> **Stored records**
================

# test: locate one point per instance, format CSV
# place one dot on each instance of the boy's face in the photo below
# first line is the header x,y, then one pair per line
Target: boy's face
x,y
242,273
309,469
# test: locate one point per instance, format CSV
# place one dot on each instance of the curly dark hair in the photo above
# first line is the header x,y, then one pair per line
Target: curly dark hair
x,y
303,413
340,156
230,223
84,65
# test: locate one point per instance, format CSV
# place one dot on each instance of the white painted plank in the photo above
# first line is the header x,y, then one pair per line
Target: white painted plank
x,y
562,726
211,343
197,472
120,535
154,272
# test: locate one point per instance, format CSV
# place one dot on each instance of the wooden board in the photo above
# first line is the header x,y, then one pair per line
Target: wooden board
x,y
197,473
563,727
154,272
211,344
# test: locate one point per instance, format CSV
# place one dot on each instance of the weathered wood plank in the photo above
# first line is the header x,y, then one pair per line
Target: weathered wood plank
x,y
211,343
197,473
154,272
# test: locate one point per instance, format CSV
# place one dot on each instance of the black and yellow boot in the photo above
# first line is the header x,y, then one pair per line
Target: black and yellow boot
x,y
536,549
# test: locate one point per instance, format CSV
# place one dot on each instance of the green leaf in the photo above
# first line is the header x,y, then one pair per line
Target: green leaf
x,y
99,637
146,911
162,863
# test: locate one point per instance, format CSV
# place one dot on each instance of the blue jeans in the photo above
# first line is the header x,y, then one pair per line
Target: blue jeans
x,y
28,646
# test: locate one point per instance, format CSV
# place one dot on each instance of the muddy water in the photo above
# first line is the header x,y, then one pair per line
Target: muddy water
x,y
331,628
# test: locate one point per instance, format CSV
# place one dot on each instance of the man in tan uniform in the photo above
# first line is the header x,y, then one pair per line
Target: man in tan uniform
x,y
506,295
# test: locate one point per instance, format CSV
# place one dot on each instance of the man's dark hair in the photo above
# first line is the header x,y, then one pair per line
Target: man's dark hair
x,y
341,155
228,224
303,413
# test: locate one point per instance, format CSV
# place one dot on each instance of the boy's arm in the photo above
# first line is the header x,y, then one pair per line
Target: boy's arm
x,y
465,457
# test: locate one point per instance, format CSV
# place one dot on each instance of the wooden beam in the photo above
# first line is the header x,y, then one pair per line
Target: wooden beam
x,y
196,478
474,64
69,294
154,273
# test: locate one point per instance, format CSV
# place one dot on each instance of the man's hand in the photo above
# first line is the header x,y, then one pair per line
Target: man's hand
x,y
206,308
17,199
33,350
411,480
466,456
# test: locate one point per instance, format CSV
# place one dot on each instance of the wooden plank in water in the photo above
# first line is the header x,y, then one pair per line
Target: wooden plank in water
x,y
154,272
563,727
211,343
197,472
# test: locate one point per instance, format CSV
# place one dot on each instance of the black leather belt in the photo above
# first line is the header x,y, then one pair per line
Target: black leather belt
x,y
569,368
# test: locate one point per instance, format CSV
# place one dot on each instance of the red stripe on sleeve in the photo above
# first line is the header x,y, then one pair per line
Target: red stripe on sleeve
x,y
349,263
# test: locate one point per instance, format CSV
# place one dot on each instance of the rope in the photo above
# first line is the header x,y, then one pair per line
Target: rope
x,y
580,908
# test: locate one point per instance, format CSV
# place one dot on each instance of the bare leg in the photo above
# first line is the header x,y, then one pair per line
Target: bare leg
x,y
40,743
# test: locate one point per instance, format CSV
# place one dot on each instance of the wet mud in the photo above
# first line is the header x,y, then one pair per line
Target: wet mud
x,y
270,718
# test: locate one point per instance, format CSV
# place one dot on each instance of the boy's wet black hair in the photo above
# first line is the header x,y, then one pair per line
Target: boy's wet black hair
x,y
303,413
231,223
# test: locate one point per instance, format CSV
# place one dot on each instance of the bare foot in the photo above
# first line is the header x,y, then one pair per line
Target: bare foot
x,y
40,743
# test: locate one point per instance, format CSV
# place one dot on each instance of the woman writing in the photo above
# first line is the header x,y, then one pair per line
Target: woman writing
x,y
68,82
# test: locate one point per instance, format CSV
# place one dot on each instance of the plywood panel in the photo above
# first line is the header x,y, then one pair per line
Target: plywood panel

================

> **WORK INSTRUCTIONS**
Go through the records above and set each one down exactly, please.

> **EXERCISE SOLUTION**
# test: locate one point per instance, format CSV
# place one dot on each instance of the boy's face in the photo below
# first line is the header x,y, then one pair per line
Target: boy's face
x,y
242,273
309,469
# test: locate one point per instance, format CSV
# place one dot on each instance of the curly dark hair in the photo above
# first line is the header x,y, then one pair per line
Target: curly dark hair
x,y
303,413
340,156
230,223
84,65
# test: locate one point per instance, format CSV
# place one dot on each instance of the white painted plank in the photo above
# first line is the header x,y, then one pair per line
Target: white painted plank
x,y
562,726
211,343
197,472
120,535
154,272
# test: locate one point per instance, format CSV
# place one dot on each instance of the wooden board in the photo above
# first line is the header x,y, then one pair per line
Target: wooden board
x,y
197,473
563,727
154,272
211,344
# test: locate one point per instance, format CSV
# place one dot on each instance of the weathered wood plank in the photo above
# first line is the header x,y, then one pair per line
Target: weathered wood plank
x,y
211,343
197,473
154,272
# test: locate one point per instance, format CSV
# place one dot on each instance of the black and yellow boot in the photo above
# first line is the header x,y, then one pair per line
Target: black and yellow boot
x,y
536,549
# test: locate one point per instance, format CSV
# place one dot on each instance of the green leaf in the photo above
# first line is the header x,y, then one pair per line
Target: green leaf
x,y
99,637
146,911
162,863
# test: locate one point per instance, format CSV
# place one dot on each instance of the blue jeans in the photo above
# first line is the header x,y, then one pair per line
Target: blue jeans
x,y
28,646
# test: locate one point per instance, format CSV
# place one dot on each instance of the muddy water in the photo above
# first line is the header x,y, then one pair per line
Target: muddy water
x,y
331,628
# test: locate one point per instance, format CSV
# place one dot on each instance of the man in tan uniform in the photo above
# first line is the header x,y, then one pair per line
Target: man in tan uniform
x,y
506,295
# test: locate one point per instance, format CSV
# place one dot on each instance of the man's dark hair in the photo above
# first line is the header x,y, then one pair per line
Target: man's dark hair
x,y
341,155
228,224
303,413
# test: locate one point per instance, format CSV
# place one dot on each instance of the boy's arm in the photo above
# first line is the header x,y, then one pair per line
Target: boy's arm
x,y
465,457
# test: locate one point per instance, format CSV
# place one dot on each instance of the wooden beam in the photo above
# first line is the header x,y, then one pair per line
Target: wooden beam
x,y
196,478
474,64
69,294
154,273
# test: locate one point per instance, format CSV
# place one dot on each instance of the man's hand in the photo above
# first line is the header x,y, then one pair per line
Target: man's hand
x,y
206,308
17,199
33,350
411,480
466,456
# test: locate one point per instance, format CSV
# place one dot on each instance of the wooden plank in water in the photo above
# first line is the header x,y, then one pair per line
Target: wooden plank in water
x,y
154,272
563,727
211,343
197,472
# test: locate one point per instance, format CSV
# place one dot on each instance of the black leather belt in the photo above
# first line is the header x,y, then one pair per line
Target: black leather belt
x,y
569,368
# test: locate one point per instance, format CSV
# place one dot on each instance of the red stripe on sleeve in the photo above
# first line is the header x,y, then one pair per line
Target: red stripe on sleeve
x,y
349,263
# test: locate one point per instance, format CSV
# place one dot on each instance of the rope in the photo above
# first line is the header x,y, then one pair per line
Target: rope
x,y
580,908
# test: locate one point per instance, format CSV
# place one dot on each instance of the bare leg in the photo above
# first line is the header x,y, then one pair per line
Target: bare leg
x,y
40,743
# test: locate one point per instance, format CSV
# place one dot on each instance of the wet mud in the photo above
# first line is the header x,y, then one pair per line
Target: wet mud
x,y
270,718
# test: locate one point per instance, format CSV
# place one dot on each instance of the boy's wet black hair in the photo above
# first line is the header x,y, then one pair per line
Target: boy's wet black hair
x,y
303,413
231,223
# test: locate one point per instance, format CSV
# place one dot on each instance of the bare foot in the photo above
# first line is the header x,y, then one pair per line
Target: bare foot
x,y
40,743
# test: locate one point per instance, format CSV
# place one dot on each instance of the woman writing in the photo above
# first line is the header x,y, then one pair per line
Target: woman writing
x,y
68,82
# test: locate one point per instance, format CSV
# place one dot on each instance of the plywood panel in the photo above
# first line is the header x,y, then one pair per line
Target: plywood panel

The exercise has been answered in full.